AIM OF THE TASK: Print every line below that comes at or after the line containing "Practice step: find the white", exactly as written.

MATERIALS PROVIDED:
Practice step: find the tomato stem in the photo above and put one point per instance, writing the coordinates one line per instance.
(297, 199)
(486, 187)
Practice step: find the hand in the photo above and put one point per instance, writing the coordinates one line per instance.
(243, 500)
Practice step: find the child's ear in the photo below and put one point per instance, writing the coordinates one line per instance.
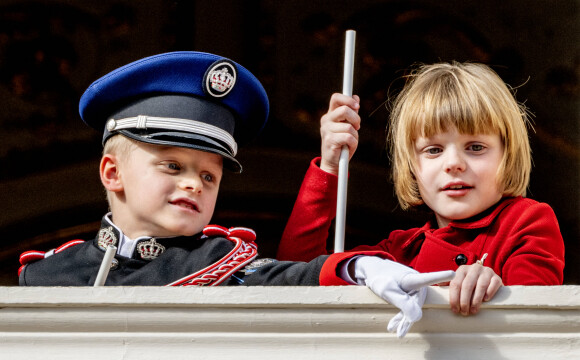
(109, 171)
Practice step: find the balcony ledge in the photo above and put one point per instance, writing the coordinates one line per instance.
(530, 322)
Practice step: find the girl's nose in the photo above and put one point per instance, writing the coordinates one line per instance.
(454, 161)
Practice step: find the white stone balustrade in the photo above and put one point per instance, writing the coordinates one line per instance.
(276, 323)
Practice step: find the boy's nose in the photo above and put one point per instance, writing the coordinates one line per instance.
(191, 184)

TASK OUTPUT:
Practice step: find the white stone balustrade in the photo above and put one point per instance, writing the coordinates one line per instance.
(276, 323)
Practice step: find the boy's nose in the photo above and put one point per instance, writing the coordinates one line per instance.
(191, 184)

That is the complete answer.